Image location labeling entries:
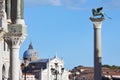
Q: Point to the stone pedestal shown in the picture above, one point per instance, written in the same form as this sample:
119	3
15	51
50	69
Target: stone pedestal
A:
97	22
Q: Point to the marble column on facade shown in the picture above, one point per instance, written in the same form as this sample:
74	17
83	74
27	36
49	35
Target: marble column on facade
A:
0	61
8	10
20	12
14	43
97	24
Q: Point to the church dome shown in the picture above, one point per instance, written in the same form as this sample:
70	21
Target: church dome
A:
30	54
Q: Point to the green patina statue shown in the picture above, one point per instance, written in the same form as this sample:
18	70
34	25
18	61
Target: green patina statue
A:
98	12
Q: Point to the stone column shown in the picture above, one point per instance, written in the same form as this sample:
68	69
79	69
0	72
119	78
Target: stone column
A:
14	43
8	10
3	20
22	9
97	22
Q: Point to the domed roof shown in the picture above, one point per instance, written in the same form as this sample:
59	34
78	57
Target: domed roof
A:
30	53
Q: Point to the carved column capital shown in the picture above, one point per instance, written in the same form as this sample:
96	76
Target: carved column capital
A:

_GIVEN REQUEST_
Make a word-for-word copy of the entries, without any pictures.

_SOLUTION_
Q: Point to the stone pedestal shown in the picture above, one point per instance, written in the same form as this sample:
119	3
15	51
50	69
Target: stone pedestal
A:
97	22
Q: Point to the marble column on facade shown in the picture above, one point per instance, written in the same form as this sample:
74	17
83	74
27	36
49	35
Target: marble column on facade
A:
0	61
8	10
20	12
14	43
97	24
Q: Point to the church dome shown in the picture above, one point per instance, written in the same form as this sample:
70	21
Target: church dome
A:
30	54
Q: Point to the green patina statue shown in the picture above, one point per instance, written in the same form as this sample:
18	70
34	25
18	61
Target: green patina statue
A:
98	12
Q: Point to the stone column shown in the picture above, one point per instance, written in the same form as this sample:
68	69
79	69
0	72
119	78
Target: stone column
A:
14	43
8	10
3	20
22	9
97	22
Q: Point to the domed roof shown in the picture above, one point per instance, written in the same form as this sample:
59	34
78	57
Target: domed roof
A:
30	53
Q: Point to the carved column capital shown in the picture above, one point per instance, written in the same form as this sample:
96	76
Target: carved column capital
A:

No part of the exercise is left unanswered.